TASK - Identify each line in the listing below that contains the string "plant" and copy it. Uppercase and lowercase letters count as different.

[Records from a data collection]
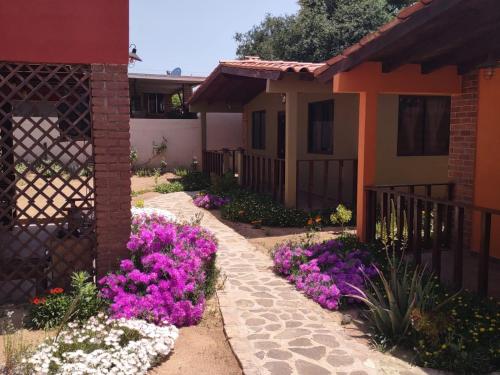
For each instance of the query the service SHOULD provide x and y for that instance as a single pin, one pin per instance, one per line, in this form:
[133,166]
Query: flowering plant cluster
[210,201]
[164,280]
[102,346]
[324,271]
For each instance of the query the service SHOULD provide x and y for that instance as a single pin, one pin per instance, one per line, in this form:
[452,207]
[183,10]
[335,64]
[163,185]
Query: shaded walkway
[272,328]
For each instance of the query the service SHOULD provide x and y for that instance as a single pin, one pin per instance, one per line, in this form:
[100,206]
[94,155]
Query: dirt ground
[202,349]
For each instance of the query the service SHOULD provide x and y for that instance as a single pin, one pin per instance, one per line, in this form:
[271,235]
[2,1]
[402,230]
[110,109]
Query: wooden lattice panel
[47,216]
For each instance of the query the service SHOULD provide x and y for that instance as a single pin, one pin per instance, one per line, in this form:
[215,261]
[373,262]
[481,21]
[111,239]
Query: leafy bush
[165,280]
[192,181]
[146,172]
[170,187]
[210,201]
[341,216]
[249,207]
[102,346]
[326,272]
[50,311]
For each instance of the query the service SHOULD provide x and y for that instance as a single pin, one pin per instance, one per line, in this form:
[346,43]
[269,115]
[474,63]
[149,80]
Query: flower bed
[210,201]
[169,272]
[103,346]
[324,271]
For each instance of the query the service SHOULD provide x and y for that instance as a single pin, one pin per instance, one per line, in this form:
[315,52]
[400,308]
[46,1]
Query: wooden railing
[263,174]
[430,225]
[327,183]
[219,162]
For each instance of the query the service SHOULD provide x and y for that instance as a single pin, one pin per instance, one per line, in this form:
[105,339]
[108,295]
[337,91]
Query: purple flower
[164,282]
[324,271]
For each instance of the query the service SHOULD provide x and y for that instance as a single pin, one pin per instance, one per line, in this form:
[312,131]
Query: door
[281,134]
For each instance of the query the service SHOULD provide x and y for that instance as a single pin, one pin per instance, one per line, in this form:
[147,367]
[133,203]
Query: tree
[320,29]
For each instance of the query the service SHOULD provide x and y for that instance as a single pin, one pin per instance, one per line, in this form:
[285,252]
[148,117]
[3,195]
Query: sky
[194,34]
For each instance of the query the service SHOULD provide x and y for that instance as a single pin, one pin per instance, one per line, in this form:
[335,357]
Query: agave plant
[392,301]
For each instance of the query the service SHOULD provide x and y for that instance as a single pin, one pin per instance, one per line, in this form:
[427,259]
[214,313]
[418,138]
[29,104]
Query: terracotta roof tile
[281,66]
[402,16]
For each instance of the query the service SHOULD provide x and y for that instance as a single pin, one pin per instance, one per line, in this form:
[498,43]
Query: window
[156,103]
[320,131]
[424,125]
[259,130]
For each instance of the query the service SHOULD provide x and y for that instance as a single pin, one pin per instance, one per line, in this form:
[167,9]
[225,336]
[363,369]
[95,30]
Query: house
[423,103]
[160,114]
[64,142]
[161,95]
[295,163]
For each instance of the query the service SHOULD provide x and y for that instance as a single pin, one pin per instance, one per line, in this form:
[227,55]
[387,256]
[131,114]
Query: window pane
[320,132]
[410,125]
[437,125]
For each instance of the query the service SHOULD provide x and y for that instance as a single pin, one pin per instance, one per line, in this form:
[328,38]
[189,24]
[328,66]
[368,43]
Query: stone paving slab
[272,327]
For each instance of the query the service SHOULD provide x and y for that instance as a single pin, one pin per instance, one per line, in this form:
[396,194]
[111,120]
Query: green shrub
[146,172]
[50,311]
[169,187]
[249,207]
[462,337]
[392,298]
[193,181]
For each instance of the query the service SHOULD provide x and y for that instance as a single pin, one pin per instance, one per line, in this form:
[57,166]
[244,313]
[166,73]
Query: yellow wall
[393,169]
[345,124]
[345,138]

EXPECTED ANSWER -
Query: flowering plant cluster
Query: agave plant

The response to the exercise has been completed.